Beginning with the line where "Indicate the tree with" appears, retype every remaining line of the data below, both the first and last included.

━━━━━ Working data ━━━━━

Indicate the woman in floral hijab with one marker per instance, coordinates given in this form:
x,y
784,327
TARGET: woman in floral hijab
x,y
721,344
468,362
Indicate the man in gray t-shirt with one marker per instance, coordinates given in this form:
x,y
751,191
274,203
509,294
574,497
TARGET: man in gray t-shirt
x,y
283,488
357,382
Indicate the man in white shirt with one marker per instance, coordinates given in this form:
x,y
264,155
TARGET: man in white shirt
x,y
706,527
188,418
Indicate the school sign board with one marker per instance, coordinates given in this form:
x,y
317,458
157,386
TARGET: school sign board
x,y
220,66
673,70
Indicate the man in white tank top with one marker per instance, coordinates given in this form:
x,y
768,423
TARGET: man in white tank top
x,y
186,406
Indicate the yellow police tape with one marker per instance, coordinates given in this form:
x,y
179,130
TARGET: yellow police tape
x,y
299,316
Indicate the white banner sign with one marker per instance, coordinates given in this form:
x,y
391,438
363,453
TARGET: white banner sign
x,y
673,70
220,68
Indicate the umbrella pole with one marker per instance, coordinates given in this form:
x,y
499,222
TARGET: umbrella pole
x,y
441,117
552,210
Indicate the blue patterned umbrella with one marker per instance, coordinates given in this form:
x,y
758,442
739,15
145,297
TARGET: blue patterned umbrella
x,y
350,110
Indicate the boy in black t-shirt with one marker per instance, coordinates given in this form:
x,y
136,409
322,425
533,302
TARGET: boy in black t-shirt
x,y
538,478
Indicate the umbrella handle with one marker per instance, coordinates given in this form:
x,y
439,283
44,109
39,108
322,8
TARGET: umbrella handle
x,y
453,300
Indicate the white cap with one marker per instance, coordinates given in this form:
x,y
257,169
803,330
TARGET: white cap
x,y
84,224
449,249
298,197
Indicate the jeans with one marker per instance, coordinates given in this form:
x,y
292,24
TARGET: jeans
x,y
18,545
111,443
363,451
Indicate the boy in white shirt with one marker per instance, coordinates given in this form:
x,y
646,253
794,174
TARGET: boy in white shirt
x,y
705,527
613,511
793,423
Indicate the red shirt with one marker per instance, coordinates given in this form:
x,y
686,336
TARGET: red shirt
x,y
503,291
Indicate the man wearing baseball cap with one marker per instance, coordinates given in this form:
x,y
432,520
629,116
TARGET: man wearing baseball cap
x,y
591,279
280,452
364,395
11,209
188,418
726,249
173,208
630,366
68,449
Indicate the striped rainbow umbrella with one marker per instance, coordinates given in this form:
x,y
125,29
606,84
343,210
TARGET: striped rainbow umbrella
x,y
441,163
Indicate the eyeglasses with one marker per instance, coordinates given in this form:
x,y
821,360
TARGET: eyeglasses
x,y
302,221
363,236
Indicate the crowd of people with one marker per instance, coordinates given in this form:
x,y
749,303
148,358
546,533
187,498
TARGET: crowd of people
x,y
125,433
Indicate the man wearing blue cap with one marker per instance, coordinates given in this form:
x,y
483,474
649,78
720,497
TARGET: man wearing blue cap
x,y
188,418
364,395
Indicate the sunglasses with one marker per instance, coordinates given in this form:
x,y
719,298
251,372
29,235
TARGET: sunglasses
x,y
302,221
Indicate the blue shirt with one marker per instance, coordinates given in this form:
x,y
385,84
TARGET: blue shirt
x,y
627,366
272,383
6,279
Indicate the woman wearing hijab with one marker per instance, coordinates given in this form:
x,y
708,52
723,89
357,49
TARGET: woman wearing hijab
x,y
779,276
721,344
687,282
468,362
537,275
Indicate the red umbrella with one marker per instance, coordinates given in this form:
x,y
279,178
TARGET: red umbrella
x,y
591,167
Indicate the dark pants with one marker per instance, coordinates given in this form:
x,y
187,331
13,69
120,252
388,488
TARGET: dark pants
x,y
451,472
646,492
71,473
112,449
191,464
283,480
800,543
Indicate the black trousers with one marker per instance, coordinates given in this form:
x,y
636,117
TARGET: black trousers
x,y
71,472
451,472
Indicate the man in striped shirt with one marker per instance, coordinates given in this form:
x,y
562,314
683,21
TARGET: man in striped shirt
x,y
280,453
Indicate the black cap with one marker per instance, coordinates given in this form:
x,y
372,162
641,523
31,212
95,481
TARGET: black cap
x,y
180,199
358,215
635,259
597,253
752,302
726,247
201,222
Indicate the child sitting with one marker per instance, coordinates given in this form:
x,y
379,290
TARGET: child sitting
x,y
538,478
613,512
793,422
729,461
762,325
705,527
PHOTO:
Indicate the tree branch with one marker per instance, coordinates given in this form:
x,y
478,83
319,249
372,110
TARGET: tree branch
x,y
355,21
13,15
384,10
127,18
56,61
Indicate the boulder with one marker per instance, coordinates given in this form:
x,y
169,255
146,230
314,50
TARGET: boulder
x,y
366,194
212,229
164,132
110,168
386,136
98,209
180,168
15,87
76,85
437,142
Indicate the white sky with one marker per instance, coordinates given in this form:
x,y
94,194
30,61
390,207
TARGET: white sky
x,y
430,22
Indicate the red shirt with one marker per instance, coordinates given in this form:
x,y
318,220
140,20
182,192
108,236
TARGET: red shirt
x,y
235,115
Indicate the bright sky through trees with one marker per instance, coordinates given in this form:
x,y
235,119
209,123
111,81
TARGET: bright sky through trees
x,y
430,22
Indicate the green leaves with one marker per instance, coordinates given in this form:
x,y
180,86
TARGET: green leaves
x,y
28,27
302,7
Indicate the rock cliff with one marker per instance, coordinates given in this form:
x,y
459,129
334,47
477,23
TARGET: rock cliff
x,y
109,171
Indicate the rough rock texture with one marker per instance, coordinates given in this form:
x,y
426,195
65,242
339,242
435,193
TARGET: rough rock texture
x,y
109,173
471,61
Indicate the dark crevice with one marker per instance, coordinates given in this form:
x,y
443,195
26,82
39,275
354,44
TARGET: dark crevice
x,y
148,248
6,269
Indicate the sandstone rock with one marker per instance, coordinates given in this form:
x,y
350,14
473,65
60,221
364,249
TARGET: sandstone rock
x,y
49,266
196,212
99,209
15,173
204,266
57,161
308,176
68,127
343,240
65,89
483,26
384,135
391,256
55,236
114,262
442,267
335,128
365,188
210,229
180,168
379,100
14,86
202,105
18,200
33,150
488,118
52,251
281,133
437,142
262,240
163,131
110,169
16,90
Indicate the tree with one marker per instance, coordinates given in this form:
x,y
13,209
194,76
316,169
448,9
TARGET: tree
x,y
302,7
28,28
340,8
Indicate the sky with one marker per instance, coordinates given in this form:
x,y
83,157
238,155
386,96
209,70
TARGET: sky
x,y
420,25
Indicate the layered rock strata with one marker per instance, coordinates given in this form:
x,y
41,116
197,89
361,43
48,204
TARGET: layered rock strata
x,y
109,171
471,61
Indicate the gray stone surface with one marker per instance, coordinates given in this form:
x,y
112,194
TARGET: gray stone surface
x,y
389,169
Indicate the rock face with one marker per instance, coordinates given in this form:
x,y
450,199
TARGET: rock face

━━━━━

» Result below
Indicate the tree with one marker per instance, coordinates given in this form:
x,y
13,209
194,76
316,169
448,9
TARGET: tree
x,y
302,7
28,28
340,8
Indicate the sky with one marker per instance, coordinates given in this form:
x,y
83,157
238,155
386,96
209,70
TARGET: sky
x,y
420,25
Indicate the layered rock strata with one marker per instance, coordinates given in this form:
x,y
41,116
197,89
361,43
48,204
TARGET: layered rock strata
x,y
109,171
471,61
Indicate the gray stone surface with one marker per instance, coordinates given in this form:
x,y
112,194
TARGET: gray stone surface
x,y
389,169
Indicate the rock face with one marker per instance, coordinates given in this form:
x,y
450,199
TARGET: rock face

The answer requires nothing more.